Provided passage
-- START --

Emigration has been a feature of Irish life since the “great potato famine”. Indeed, since the great calamity there have been few years where immigration replaced emigration. From my own perpective, I was brought as a young child away from Ireland. The story goes that it was a tester to see whether we might move further. My Dad had always been keen to move to Australia. That didn’t happen. Instead of the sun and beaches of Oz, I grew up with a small Irish community around me on the Isle of Man. Noted internationally as 70,000 alcoholics clinging to a rock, I was surrounded by a few ex pats who moved away and were unlikely to return. With that in mind, I grew up not too far from ‘home’ but experiencing a somewhat odd version of the familiar Irish experience abroad.
A friend commented recently on Facebook that it was “amazing how most people want to get off this rock but you want to get back!” in relation to my excitement about a trip to Ireland. He meant it in the best of spirits, but it did prompt me to think about my relationship with the land of my birth and how it compares. The necessity to create a blog post to clarify my own thoughts on the matter were further compounded by recent reading books from Shappi Khorsandi and Dara O’Briain. SO, for me, home is where now?
Perhaps the real tragedy of Irish history is the Irish can’t forget, but the English can’t seem to remember.
In most countries, only the victories and moments of glory are recorded in the history books. As I experienced first hand, there is little to nothing on the history syllabus in England that deals with the Irish famine, 1798, or the Irish war of independence, or for that matter the Scottish clearances. When there is so much ‘good’ history to celebrate, why bother looking at such pesky trivialities as ethnic cleansing or military defeat? True, in a modern and international world it is probably about time to ‘move on’, but at least with events involving the death and oppression of millions – the Germans and the Jews, India’s revolution, the rise of a political change across Africa and most of America’s history when viewed from multiple perspectives it is rare that recanting the past is seen as a cultural failure. For many reasons, not least the morphing of old Irlsh patriotic republication-ism to a newer 1980s armed terrorism – nationalism for many years was resigned to the extremes. The Irish at home have, in the Celtic Tiger years, developed an unusual negativity about their own nation. A negativity, it must be noted, that is rarely experienced by those who did not experience those decades first hand. Instead, it is seen as a very significant bond.

-- END --

Information shown

-- START --

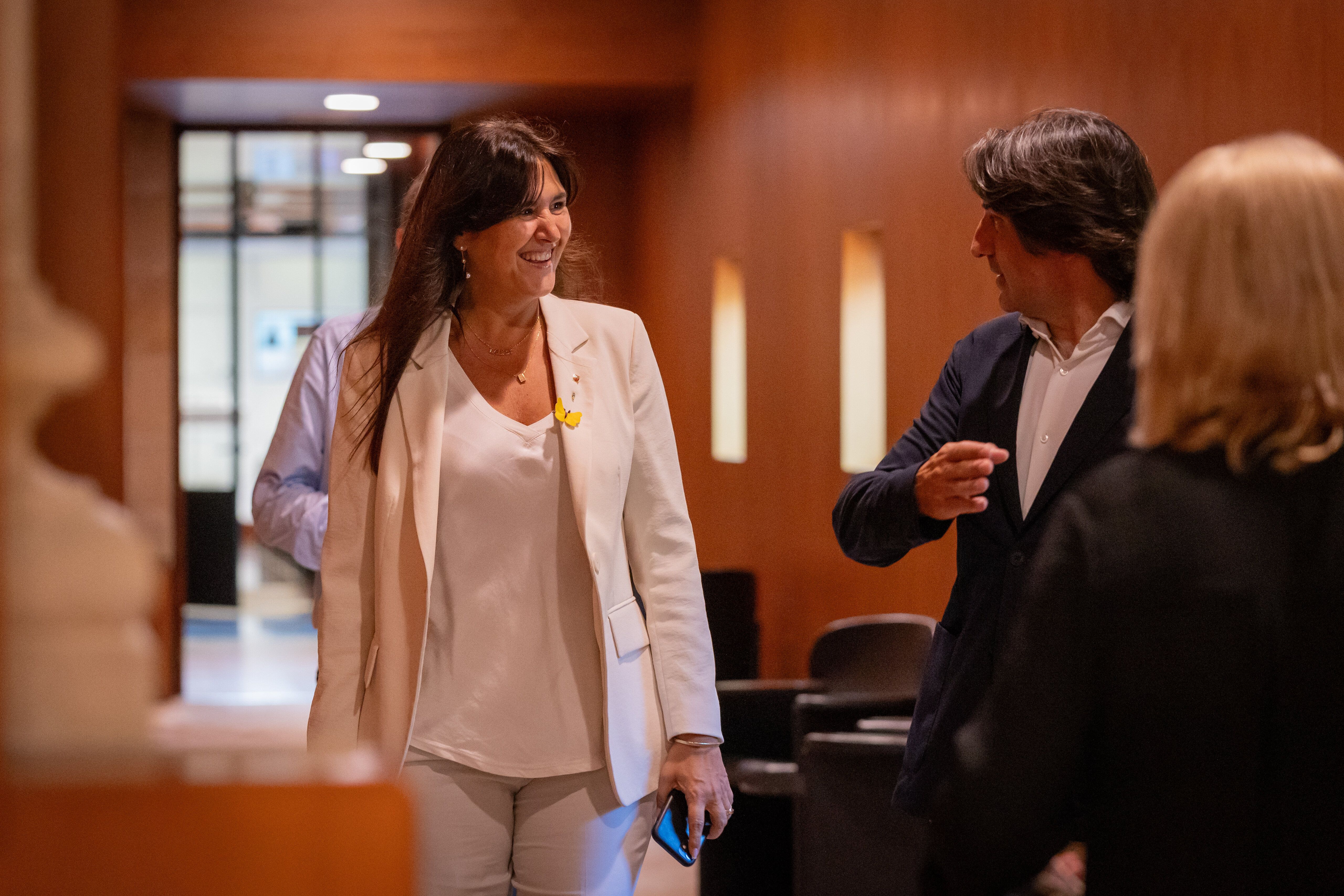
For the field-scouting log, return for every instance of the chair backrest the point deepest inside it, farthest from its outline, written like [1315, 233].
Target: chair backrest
[882, 653]
[730, 608]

-- END --

Goal of the exercise
Answer these questions using the post on Irish emigration.
(a) To which country had the writer's father always wanted to move?
(b) Whose books had the writer recently been reading?
(c) Which events does the writer say get little to no place on the history syllabus in England?

In response
(a) Australia.
(b) Shappi Khorsandi's and Dara O'Briain's.
(c) The Irish famine, 1798, the Irish war of independence, and the Scottish clearances.